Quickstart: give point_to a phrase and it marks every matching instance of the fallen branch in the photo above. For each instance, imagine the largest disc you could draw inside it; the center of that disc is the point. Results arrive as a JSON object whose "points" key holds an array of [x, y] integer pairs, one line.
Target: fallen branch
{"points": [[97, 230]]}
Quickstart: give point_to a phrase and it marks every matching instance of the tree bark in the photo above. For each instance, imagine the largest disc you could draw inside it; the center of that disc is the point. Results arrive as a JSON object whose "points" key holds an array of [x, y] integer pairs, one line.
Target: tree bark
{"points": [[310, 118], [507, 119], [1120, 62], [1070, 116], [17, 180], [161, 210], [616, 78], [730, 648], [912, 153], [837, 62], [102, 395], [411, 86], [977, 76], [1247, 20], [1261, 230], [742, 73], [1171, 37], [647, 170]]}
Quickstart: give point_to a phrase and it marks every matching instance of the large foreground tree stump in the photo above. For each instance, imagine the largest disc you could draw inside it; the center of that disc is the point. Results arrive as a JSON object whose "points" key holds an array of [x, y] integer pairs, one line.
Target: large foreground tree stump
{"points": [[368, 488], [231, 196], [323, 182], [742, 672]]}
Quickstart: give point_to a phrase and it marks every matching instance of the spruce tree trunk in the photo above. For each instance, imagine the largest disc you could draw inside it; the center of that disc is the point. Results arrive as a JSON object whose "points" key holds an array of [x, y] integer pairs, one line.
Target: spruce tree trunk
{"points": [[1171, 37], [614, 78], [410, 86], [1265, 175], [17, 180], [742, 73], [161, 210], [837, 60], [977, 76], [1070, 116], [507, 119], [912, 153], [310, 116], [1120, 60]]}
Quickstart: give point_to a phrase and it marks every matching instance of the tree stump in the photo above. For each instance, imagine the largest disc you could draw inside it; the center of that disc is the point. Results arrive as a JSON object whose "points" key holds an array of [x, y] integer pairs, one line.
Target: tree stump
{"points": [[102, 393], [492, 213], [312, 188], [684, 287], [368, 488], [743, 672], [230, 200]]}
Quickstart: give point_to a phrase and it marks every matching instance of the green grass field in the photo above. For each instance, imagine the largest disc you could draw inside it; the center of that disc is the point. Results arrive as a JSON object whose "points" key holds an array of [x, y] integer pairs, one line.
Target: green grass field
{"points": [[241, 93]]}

» EXERCISE GOAL
Print every entry exactly as written.

» RESPONSE TO THIS EXERCISE
Quickstart: give point_to a phrase and it marks every matching instance of the fallen branch in the photo above. For each instance, imagine the largest disc you could draw inside it; the center of that disc is the point. Results arrive as a JSON object whose "points" key holds an array of [x, y] integer pairs, one line.
Target: fallen branch
{"points": [[97, 230]]}
Quickstart: give point_to a phrase and it marks every matching instance of the tree bark in the photo above. For each instance, imagine the largest disc you could draw inside it; the center of that disc is the point. Results arrive as a JSON object whose "points" key holds an array of [x, y] integer pairs, one line.
Target: tree bark
{"points": [[310, 118], [507, 119], [1120, 62], [1070, 116], [17, 180], [161, 210], [616, 78], [730, 648], [912, 153], [837, 62], [102, 395], [411, 86], [977, 76], [1247, 20], [1261, 230], [742, 73], [1171, 37], [647, 170]]}
Quickstart: give point_to a phrase and it marks every matching instance of the large foreground tree stump in the photo above. For each instance, imagine the largest disc you could draw inside it; the center of that disc is the point. Results arrive as a JSON object whose "points" key holds an array of [x, y] integer pairs, one line.
Target: large foreground tree stump
{"points": [[368, 488], [231, 196], [323, 182], [742, 672]]}
Quickstart: give point_to a phrase and it marks every matching instance of the spruce tree trunk in the photo above. For each instance, imagine the largest disc you could draw inside it; the center of that disc is the point. Results arrive as a JSON object whose "points" key holds an array of [x, y] integer pairs, one line.
Target: spruce tree trunk
{"points": [[1171, 37], [614, 78], [410, 86], [1265, 175], [17, 180], [742, 73], [161, 210], [837, 60], [977, 76], [1070, 116], [507, 119], [912, 153], [310, 116], [1120, 60]]}
Quickstart: give point_to a phrase and it marks every matching instance of the tree stump in the photo above. For each instance, imagine the largest disc you could draw inside it; the center of that disc is the point. Results arrive as a JSON object whose "points" key holds an array of [x, y] integer pairs, one line.
Target: tree stump
{"points": [[102, 393], [492, 213], [312, 188], [684, 287], [368, 488], [743, 672], [230, 200]]}
Quickstart: give point_to a phrase and it marks every matching instance of the green grass field in the photo above. For each instance, imagine the largest disc you could draw inside it; the center of that disc is the point. Results arrive as a JSON object whose "points" key holds an array of [x, y] integer pairs, one line.
Target: green grass field
{"points": [[241, 93]]}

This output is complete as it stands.